Start of DATA PROVIDED
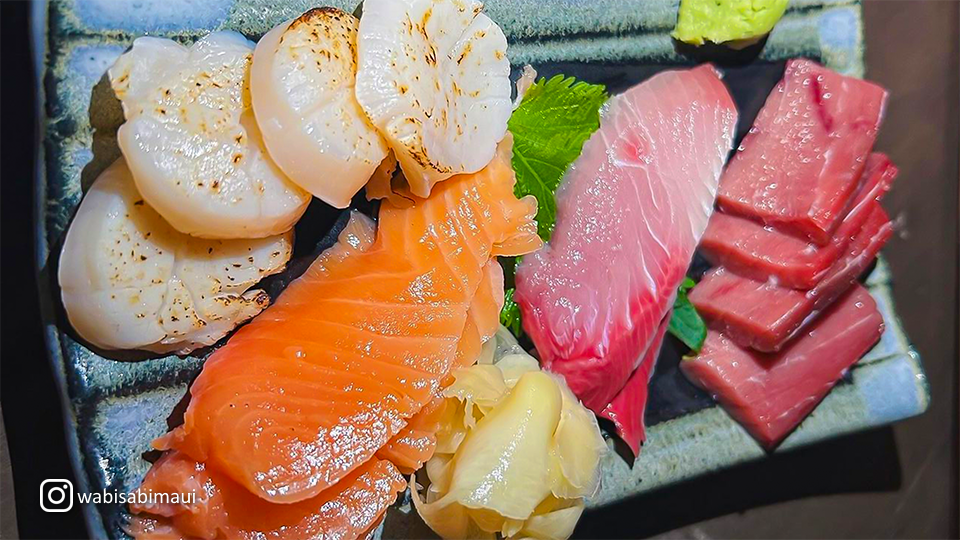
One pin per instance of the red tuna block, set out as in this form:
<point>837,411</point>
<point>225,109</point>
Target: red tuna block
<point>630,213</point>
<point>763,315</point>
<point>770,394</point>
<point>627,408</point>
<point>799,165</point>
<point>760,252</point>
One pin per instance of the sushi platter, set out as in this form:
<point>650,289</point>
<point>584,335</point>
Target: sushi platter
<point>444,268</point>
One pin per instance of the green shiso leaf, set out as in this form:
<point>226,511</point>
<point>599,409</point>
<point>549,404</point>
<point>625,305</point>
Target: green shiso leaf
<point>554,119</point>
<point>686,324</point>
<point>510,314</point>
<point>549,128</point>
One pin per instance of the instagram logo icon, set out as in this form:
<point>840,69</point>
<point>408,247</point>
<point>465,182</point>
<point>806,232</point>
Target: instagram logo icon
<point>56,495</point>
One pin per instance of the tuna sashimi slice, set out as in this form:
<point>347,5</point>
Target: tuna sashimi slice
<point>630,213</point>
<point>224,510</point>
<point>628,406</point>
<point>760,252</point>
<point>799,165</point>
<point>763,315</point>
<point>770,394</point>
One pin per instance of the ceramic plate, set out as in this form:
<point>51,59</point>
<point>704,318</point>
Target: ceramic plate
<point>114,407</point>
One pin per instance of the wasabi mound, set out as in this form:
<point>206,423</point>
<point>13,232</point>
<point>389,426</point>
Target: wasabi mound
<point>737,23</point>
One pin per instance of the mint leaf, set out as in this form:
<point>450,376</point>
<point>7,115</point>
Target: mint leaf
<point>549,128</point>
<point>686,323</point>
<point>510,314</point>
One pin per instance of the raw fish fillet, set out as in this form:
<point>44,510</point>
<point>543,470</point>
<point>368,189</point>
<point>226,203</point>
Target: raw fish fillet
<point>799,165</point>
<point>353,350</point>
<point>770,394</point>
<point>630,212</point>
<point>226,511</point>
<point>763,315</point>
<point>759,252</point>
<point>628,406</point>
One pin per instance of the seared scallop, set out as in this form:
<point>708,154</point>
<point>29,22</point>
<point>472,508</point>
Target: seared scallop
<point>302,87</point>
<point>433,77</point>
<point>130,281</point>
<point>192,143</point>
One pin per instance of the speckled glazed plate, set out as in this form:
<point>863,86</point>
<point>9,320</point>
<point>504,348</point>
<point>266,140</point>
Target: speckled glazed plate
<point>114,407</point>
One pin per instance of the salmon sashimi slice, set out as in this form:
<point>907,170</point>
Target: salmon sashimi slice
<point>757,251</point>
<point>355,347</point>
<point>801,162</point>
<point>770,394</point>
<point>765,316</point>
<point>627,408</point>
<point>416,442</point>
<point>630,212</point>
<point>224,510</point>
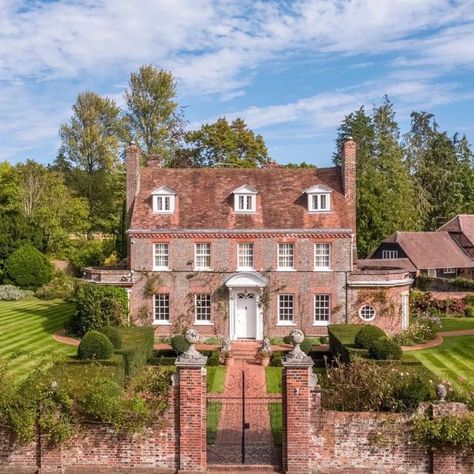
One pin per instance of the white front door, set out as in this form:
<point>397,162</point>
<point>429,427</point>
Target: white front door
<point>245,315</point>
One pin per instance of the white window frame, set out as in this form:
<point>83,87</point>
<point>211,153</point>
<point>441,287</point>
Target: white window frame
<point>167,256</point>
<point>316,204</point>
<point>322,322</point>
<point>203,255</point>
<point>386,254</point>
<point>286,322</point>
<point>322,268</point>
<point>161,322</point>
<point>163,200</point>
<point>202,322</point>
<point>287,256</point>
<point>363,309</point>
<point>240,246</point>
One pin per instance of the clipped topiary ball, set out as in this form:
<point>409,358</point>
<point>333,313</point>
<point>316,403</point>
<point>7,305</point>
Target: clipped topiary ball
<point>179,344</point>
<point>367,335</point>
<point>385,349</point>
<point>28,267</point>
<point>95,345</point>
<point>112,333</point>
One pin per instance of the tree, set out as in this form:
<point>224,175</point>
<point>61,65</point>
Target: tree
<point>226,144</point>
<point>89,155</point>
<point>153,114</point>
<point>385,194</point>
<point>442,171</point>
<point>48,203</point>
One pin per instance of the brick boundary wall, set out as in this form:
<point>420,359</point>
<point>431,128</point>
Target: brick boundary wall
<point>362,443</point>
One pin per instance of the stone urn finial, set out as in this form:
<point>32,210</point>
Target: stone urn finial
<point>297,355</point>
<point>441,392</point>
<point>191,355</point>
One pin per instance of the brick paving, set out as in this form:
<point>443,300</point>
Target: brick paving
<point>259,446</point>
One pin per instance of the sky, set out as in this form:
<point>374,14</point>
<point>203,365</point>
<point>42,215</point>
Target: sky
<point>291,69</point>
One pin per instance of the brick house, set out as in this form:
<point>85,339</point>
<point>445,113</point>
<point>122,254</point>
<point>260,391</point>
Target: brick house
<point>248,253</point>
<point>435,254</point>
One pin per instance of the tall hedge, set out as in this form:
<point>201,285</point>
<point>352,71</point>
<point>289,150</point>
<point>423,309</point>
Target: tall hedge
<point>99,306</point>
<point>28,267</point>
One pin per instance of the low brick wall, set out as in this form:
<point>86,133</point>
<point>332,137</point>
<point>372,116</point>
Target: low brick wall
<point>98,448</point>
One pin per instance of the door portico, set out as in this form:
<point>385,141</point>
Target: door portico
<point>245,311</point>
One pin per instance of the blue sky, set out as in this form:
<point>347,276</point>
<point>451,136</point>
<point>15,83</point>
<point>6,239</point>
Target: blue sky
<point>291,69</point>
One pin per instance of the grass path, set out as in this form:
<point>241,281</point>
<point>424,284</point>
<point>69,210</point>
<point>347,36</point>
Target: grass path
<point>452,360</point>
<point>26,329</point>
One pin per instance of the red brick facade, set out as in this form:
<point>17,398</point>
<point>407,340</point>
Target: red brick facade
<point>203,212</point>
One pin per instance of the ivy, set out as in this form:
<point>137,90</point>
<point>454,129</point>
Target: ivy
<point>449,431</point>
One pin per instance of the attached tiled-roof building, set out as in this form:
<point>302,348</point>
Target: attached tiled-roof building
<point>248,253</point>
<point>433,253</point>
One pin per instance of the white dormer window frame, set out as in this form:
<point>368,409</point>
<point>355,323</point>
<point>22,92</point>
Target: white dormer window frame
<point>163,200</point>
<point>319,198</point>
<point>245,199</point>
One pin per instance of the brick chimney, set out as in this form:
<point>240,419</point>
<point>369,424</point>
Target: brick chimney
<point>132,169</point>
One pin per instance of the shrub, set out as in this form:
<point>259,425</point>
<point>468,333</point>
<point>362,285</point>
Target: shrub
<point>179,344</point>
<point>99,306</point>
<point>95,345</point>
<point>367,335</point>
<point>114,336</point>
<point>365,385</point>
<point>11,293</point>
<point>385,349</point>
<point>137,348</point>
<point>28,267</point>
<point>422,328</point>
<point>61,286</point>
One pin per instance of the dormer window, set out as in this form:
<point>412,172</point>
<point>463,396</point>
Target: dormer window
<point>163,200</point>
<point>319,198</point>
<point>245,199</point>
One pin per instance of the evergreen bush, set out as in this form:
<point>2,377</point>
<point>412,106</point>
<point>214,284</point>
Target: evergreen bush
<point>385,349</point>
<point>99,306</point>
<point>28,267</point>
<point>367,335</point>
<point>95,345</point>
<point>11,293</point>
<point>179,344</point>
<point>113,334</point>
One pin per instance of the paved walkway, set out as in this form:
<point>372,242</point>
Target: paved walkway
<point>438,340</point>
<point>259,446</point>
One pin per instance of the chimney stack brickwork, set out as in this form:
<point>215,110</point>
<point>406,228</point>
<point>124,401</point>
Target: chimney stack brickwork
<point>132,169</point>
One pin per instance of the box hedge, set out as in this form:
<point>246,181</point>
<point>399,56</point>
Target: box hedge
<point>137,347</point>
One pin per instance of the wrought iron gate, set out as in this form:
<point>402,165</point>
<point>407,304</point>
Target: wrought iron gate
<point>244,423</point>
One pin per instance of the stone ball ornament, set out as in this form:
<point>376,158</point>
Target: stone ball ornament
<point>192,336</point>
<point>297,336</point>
End of DATA PROVIDED
[EXERCISE BRIEF] The listing above must be given again exactly, minus its pictures.

[ANSWER TO THIS EXERCISE]
One pin per instance of the red tuna block, set out as in this form:
<point>837,411</point>
<point>225,109</point>
Target: red tuna block
<point>630,213</point>
<point>763,315</point>
<point>770,394</point>
<point>627,408</point>
<point>799,165</point>
<point>760,252</point>
One pin per instance of the sushi platter, set out as in this form:
<point>650,289</point>
<point>584,335</point>
Target: sushi platter
<point>444,268</point>
One pin per instance of the green shiso leaf, set out as in this form:
<point>226,511</point>
<point>599,409</point>
<point>549,404</point>
<point>625,305</point>
Target: green shiso leaf
<point>554,119</point>
<point>686,324</point>
<point>510,314</point>
<point>549,128</point>
One pin per instance of the instagram logo icon, set out as in this form:
<point>840,69</point>
<point>408,247</point>
<point>465,182</point>
<point>806,232</point>
Target: instagram logo icon
<point>56,495</point>
One pin per instance of the tuna sashimi slice, set out as in this form:
<point>347,5</point>
Target: tuna sashimi slice
<point>630,213</point>
<point>224,510</point>
<point>628,406</point>
<point>760,252</point>
<point>799,165</point>
<point>763,315</point>
<point>770,394</point>
One pin per instance of the ceramic plate, set out as in this form:
<point>51,59</point>
<point>704,318</point>
Target: ceramic plate
<point>114,407</point>
One pin per instance of the wasabi mound, set out as in this form:
<point>206,423</point>
<point>13,232</point>
<point>389,426</point>
Target: wasabi mound
<point>737,23</point>
One pin per instance of the mint leaf, set out as in this form:
<point>450,376</point>
<point>7,115</point>
Target: mint leaf
<point>549,128</point>
<point>686,323</point>
<point>510,314</point>
One pin per instance of the raw fish fillet, set out as in this form:
<point>44,510</point>
<point>543,470</point>
<point>368,189</point>
<point>226,203</point>
Target: raw fish fillet
<point>799,165</point>
<point>353,350</point>
<point>770,394</point>
<point>630,212</point>
<point>226,511</point>
<point>763,315</point>
<point>759,252</point>
<point>628,406</point>
One pin per instance of the seared scallop, set out as in this form:
<point>708,154</point>
<point>29,22</point>
<point>472,508</point>
Target: seared scallop
<point>302,87</point>
<point>433,77</point>
<point>130,281</point>
<point>192,143</point>
One pin per instance of the speckled glazed plate, set out as in this form:
<point>863,86</point>
<point>9,320</point>
<point>504,348</point>
<point>266,140</point>
Target: speckled glazed plate
<point>114,407</point>
One pin per instance of the salmon sashimi slice, set out as in this form:
<point>907,170</point>
Target: salmon sashimi slice
<point>757,251</point>
<point>355,347</point>
<point>801,162</point>
<point>770,394</point>
<point>765,316</point>
<point>627,408</point>
<point>416,442</point>
<point>630,212</point>
<point>224,510</point>
One pin per instance of the white front door, set out as in this form:
<point>397,162</point>
<point>429,427</point>
Target: white front door
<point>245,315</point>
One pin per instance of the white window frame, set out as in this form:
<point>83,87</point>
<point>211,153</point>
<point>441,287</point>
Target: white window frame
<point>167,256</point>
<point>316,204</point>
<point>322,322</point>
<point>203,255</point>
<point>386,254</point>
<point>286,322</point>
<point>322,268</point>
<point>161,322</point>
<point>163,200</point>
<point>202,322</point>
<point>287,256</point>
<point>363,309</point>
<point>240,246</point>
One pin per instance of the clipped topiary ball, set out as in this form:
<point>409,358</point>
<point>333,313</point>
<point>316,403</point>
<point>7,305</point>
Target: clipped topiary ball
<point>179,344</point>
<point>367,335</point>
<point>385,349</point>
<point>28,267</point>
<point>95,345</point>
<point>112,333</point>
One pin per instance of the tree, set out as in this form:
<point>224,175</point>
<point>61,65</point>
Target: tree
<point>226,144</point>
<point>89,155</point>
<point>153,114</point>
<point>385,194</point>
<point>442,171</point>
<point>48,203</point>
One pin per instance of the brick boundary wall, set out as in this form:
<point>420,359</point>
<point>431,128</point>
Target: brick boundary wall
<point>362,443</point>
One pin per instance of the stone urn finial, set out as in this form:
<point>32,210</point>
Target: stone urn finial
<point>297,355</point>
<point>441,392</point>
<point>191,355</point>
One pin per instance of the brick paving, set out as in this form:
<point>443,300</point>
Target: brick paving
<point>259,446</point>
One pin per instance of the sky, set out as in this form:
<point>374,14</point>
<point>203,365</point>
<point>42,215</point>
Target: sky
<point>291,69</point>
One pin per instance of the brick house, set out as in this form:
<point>85,339</point>
<point>445,113</point>
<point>122,254</point>
<point>260,391</point>
Target: brick house
<point>248,253</point>
<point>435,254</point>
One pin per instance of the tall hedge, set out as in this form:
<point>201,285</point>
<point>352,71</point>
<point>289,150</point>
<point>423,309</point>
Target: tall hedge
<point>99,306</point>
<point>28,267</point>
One pin per instance of the low brick wall, set out as in this form:
<point>86,133</point>
<point>332,137</point>
<point>372,116</point>
Target: low brick wall
<point>98,448</point>
One pin per instance of the door portico, set out as in this form:
<point>385,141</point>
Target: door portico
<point>245,311</point>
One pin per instance of the blue sky, set out as in this form:
<point>347,276</point>
<point>451,136</point>
<point>15,83</point>
<point>6,239</point>
Target: blue sky
<point>291,69</point>
One pin per instance of the grass path, set out as in this form:
<point>241,281</point>
<point>424,284</point>
<point>69,210</point>
<point>347,36</point>
Target: grass path
<point>452,360</point>
<point>26,329</point>
One pin per instance of the red brick facade, set out as in this form:
<point>17,398</point>
<point>407,340</point>
Target: red brick facade
<point>203,212</point>
One pin per instance of the ivy, set out as in this form:
<point>137,90</point>
<point>454,129</point>
Target: ivy
<point>449,431</point>
One pin per instance of the attached tiled-roof building, set out as in this form:
<point>302,348</point>
Target: attached tiled-roof building
<point>248,253</point>
<point>433,253</point>
One pin per instance of the white dormer window frame, set out as in this form:
<point>368,409</point>
<point>355,323</point>
<point>22,92</point>
Target: white dormer window frame
<point>163,200</point>
<point>319,198</point>
<point>245,199</point>
One pin per instance of the brick chimney, set out as in this form:
<point>240,419</point>
<point>369,424</point>
Target: brick chimney
<point>132,169</point>
One pin per instance of the shrub, set out as in this form:
<point>259,425</point>
<point>468,333</point>
<point>362,285</point>
Target: shrub
<point>179,344</point>
<point>99,306</point>
<point>95,345</point>
<point>367,335</point>
<point>114,336</point>
<point>365,385</point>
<point>11,293</point>
<point>385,349</point>
<point>137,348</point>
<point>28,267</point>
<point>422,328</point>
<point>61,286</point>
One pin per instance of the dormer window, set out as in this form:
<point>412,172</point>
<point>463,396</point>
Target: dormer window
<point>163,200</point>
<point>319,198</point>
<point>245,199</point>
One pin per instance of the evergreen bush, set out as in this form:
<point>2,377</point>
<point>412,106</point>
<point>214,284</point>
Target: evergreen bush
<point>385,349</point>
<point>99,306</point>
<point>28,267</point>
<point>367,335</point>
<point>95,345</point>
<point>11,293</point>
<point>179,344</point>
<point>113,334</point>
One pin per instance of the paved walkway, set out as in this form:
<point>372,242</point>
Target: paved walkway
<point>438,340</point>
<point>259,446</point>
One pin per instance of the chimney stack brickwork, set out as in this form:
<point>215,110</point>
<point>406,228</point>
<point>124,401</point>
Target: chimney stack brickwork
<point>132,169</point>
One pin per instance of the box hedge, set out as in this form:
<point>246,181</point>
<point>399,56</point>
Target: box hedge
<point>137,347</point>
One pin per instance of the wrought iron gate, set out as in this form:
<point>402,165</point>
<point>407,304</point>
Target: wrought iron gate
<point>244,423</point>
One pin per instance of the stone ball ornament, set out as in this form:
<point>376,158</point>
Target: stone ball ornament
<point>192,336</point>
<point>297,336</point>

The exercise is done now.